Exercise data below:

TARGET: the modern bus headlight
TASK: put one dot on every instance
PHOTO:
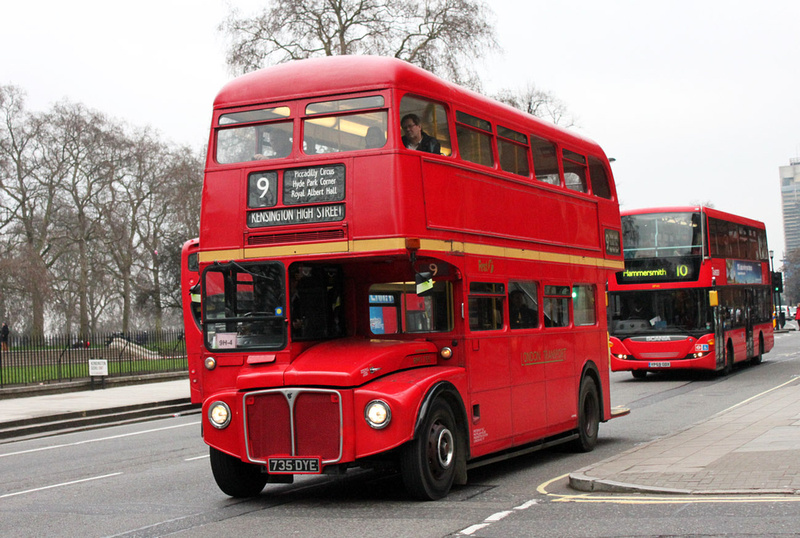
(219, 414)
(377, 414)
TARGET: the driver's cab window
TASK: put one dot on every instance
(423, 126)
(316, 301)
(395, 307)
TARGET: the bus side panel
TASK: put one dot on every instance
(223, 217)
(528, 394)
(486, 210)
(490, 391)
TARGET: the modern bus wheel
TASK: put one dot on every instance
(758, 358)
(728, 368)
(588, 416)
(428, 463)
(235, 477)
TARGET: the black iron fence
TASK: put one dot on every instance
(67, 358)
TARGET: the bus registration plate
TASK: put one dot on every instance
(294, 465)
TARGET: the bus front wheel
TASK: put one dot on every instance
(235, 477)
(588, 416)
(428, 463)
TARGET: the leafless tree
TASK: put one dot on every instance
(445, 37)
(27, 202)
(539, 103)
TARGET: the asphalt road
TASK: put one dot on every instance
(153, 479)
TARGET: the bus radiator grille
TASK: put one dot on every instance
(315, 415)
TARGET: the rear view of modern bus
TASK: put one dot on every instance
(369, 304)
(695, 292)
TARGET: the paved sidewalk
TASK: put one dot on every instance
(753, 447)
(13, 410)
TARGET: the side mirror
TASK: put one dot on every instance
(713, 299)
(424, 282)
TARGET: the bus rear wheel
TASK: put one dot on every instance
(235, 477)
(428, 463)
(588, 416)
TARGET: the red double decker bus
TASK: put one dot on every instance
(394, 270)
(695, 292)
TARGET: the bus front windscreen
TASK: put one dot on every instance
(662, 235)
(660, 312)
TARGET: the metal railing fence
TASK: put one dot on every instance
(59, 358)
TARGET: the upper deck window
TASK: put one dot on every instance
(431, 118)
(545, 161)
(345, 105)
(254, 142)
(599, 178)
(574, 171)
(512, 148)
(474, 139)
(252, 116)
(345, 125)
(661, 235)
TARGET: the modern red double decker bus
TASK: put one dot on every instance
(364, 303)
(695, 292)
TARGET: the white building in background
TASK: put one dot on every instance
(790, 201)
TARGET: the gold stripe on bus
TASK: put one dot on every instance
(399, 243)
(220, 255)
(333, 247)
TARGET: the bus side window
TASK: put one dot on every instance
(583, 304)
(523, 305)
(545, 161)
(599, 178)
(474, 139)
(556, 306)
(574, 170)
(433, 120)
(486, 306)
(512, 149)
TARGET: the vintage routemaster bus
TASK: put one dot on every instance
(365, 303)
(695, 292)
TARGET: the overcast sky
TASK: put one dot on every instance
(697, 100)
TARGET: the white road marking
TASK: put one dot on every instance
(59, 485)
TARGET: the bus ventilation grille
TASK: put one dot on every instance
(299, 423)
(297, 237)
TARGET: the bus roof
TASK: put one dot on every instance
(332, 75)
(711, 212)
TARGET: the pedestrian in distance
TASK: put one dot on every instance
(4, 336)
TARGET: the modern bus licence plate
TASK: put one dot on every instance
(293, 465)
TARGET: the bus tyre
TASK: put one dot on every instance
(728, 368)
(428, 462)
(758, 358)
(235, 477)
(588, 416)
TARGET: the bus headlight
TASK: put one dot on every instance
(219, 414)
(377, 414)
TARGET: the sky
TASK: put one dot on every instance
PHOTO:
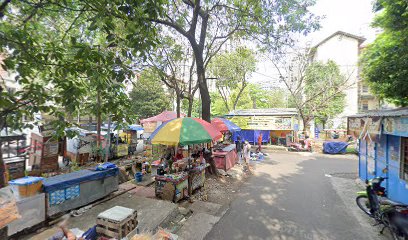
(352, 16)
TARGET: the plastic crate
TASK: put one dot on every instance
(56, 197)
(26, 186)
(72, 192)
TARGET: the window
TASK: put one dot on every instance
(365, 89)
(404, 158)
(364, 106)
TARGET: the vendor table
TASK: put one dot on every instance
(76, 189)
(171, 189)
(226, 157)
(196, 178)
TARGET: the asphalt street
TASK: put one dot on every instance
(291, 196)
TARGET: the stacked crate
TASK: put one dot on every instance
(116, 222)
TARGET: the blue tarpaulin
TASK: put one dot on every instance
(252, 135)
(66, 180)
(334, 147)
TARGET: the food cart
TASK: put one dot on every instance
(76, 189)
(196, 178)
(13, 153)
(183, 132)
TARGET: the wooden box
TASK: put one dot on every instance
(116, 222)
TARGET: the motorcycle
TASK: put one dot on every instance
(392, 215)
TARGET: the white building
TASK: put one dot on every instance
(344, 49)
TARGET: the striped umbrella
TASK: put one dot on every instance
(185, 131)
(224, 125)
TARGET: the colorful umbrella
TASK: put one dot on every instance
(184, 131)
(224, 125)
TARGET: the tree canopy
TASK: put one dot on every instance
(232, 71)
(148, 97)
(384, 64)
(69, 54)
(208, 25)
(316, 89)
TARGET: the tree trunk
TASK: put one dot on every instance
(202, 86)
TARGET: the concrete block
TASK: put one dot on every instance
(197, 226)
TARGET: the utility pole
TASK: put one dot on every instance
(99, 121)
(109, 140)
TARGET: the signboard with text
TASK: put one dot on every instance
(263, 122)
(397, 126)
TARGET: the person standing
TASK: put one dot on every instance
(247, 153)
(239, 145)
(259, 149)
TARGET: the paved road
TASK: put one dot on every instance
(291, 196)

End of Exercise data.

Please transcribe all of the entries word for word, with the pictures left out.

Expected answer ▸
TARGET: the modern bus headlight
TASK: put one dot on every instance
PHOTO:
(219, 414)
(377, 414)
TARGET: the driver's cab window
TASK: put one dot on every instance
(423, 126)
(316, 301)
(395, 307)
TARGET: the bus side panel
TASK: put one dot on every instance
(223, 217)
(528, 394)
(486, 210)
(490, 391)
TARGET: the modern bus wheel
TASK: put one dot on every instance
(758, 358)
(728, 368)
(588, 416)
(428, 463)
(235, 477)
TARGET: the black iron fence
TASK: put one dot on every instance
(67, 358)
TARGET: the bus registration plate
TASK: put one dot on every instance
(294, 465)
TARGET: the bus front wheel
TASK: put one dot on every instance
(235, 477)
(588, 416)
(428, 463)
TARGET: the leafless tree
TASK: put one dot on every instance
(445, 37)
(27, 202)
(539, 103)
TARGET: the asphalt road
TASK: put one dot on every instance
(153, 479)
TARGET: the bus radiator grille
TASK: put one dot on every instance
(315, 415)
TARGET: the rear view of modern bus
TASK: put one dot on every instance
(369, 304)
(695, 292)
TARGET: the paved sidewalk
TASK: put one dot on every instance
(753, 447)
(13, 410)
TARGET: the side mirror
TASK: put one dot on every instance
(713, 299)
(424, 282)
TARGET: the bus rear wheel
TASK: put one dot on every instance
(235, 477)
(428, 463)
(588, 416)
TARGET: the red double decker bus
TASK: put one dot on every instance
(394, 270)
(695, 292)
TARGET: the bus front windscreen
TASK: put one dot on every instance
(662, 235)
(660, 312)
TARGET: the metal railing fence
TASK: put one dot on every instance
(59, 358)
TARGET: the upper deck window
TASK: put one dot on every instance
(431, 118)
(545, 161)
(345, 105)
(254, 142)
(599, 178)
(574, 171)
(512, 148)
(474, 139)
(252, 116)
(345, 125)
(661, 235)
TARGET: the modern red double decker bus
TASK: put one dot on every instance
(364, 303)
(695, 292)
TARGET: the white building in background
TASK: put one dot on every instance
(790, 201)
TARGET: the gold stripe on bus
TASK: put one dot on every instance
(399, 243)
(220, 255)
(333, 247)
TARGET: the bus side window
TASK: put one dot on every instance
(583, 304)
(523, 305)
(545, 161)
(599, 178)
(474, 139)
(556, 306)
(574, 170)
(433, 120)
(486, 306)
(512, 149)
TARGET: the vintage routemaster bus
TASK: put one dot on every instance
(365, 303)
(695, 292)
TARGET: the overcast sky
TASK: put one dot on every instance
(697, 100)
TARGET: the white road marking
TASK: put one dot on every instance
(59, 485)
TARGET: the bus ventilation grille
TASK: put one dot on every instance
(299, 423)
(297, 237)
TARGET: the bus roof
TASK: put one dot on every instance
(332, 75)
(711, 212)
TARGET: the pedestrian in distance
TASK: put one dot on every instance
(4, 336)
TARGET: the modern bus licence plate
TASK: put one dot on every instance
(293, 465)
TARGET: the bus tyre
TASK: put one dot on every instance
(728, 368)
(428, 462)
(758, 358)
(235, 477)
(588, 416)
TARGET: the bus headlight
TASK: put one dot on every instance
(219, 414)
(377, 414)
TARGET: the sky
TASK: put one dot on every instance
PHOTO:
(352, 16)
TARGET: the plastic crate
TASK: put one dot on every instance
(56, 197)
(26, 186)
(72, 192)
TARGET: the window
TASK: put one dot on every instance
(365, 89)
(404, 158)
(364, 106)
TARGET: the vendor table
TASK: put one dot on every instance
(76, 189)
(171, 189)
(226, 157)
(196, 178)
TARGET: the asphalt street
TASK: put one dot on every instance
(291, 196)
TARGET: the stacked crate
TASK: put one dot on every instance
(116, 222)
TARGET: the blue tarpaulin
TASK: put one dot on every instance
(252, 135)
(66, 180)
(334, 147)
TARGET: the food cart
TASK: put one dot on every instance
(76, 189)
(196, 178)
(13, 153)
(183, 132)
TARGET: the wooden box
TASK: put one dot on every instance
(116, 222)
TARGET: the motorcycle
TASK: put one dot on every instance
(392, 215)
TARGET: the white building
TASK: put one dot on every instance
(344, 49)
TARGET: the striped umbrella
TASK: put one dot on every instance
(185, 131)
(224, 125)
TARGET: the colorful umbrella
TASK: put one dot on every instance
(184, 131)
(224, 125)
TARGET: the tree canopy
TASK: put one dot on every instance
(232, 71)
(148, 97)
(384, 64)
(69, 54)
(208, 25)
(316, 89)
TARGET: the tree trunk
TASK: put one dot on every instance
(202, 86)
TARGET: the concrete block
TASK: put one dot on every instance
(197, 226)
TARGET: the utility pole
TASK: put one dot on every instance
(99, 121)
(109, 140)
TARGET: the signboard with text
TASK: put one dot on every instance
(263, 122)
(397, 126)
TARGET: the person standing
TASK: put one dot on every instance
(247, 153)
(239, 145)
(259, 149)
TARGET: the paved road
TASK: put one dot on every instance
(291, 196)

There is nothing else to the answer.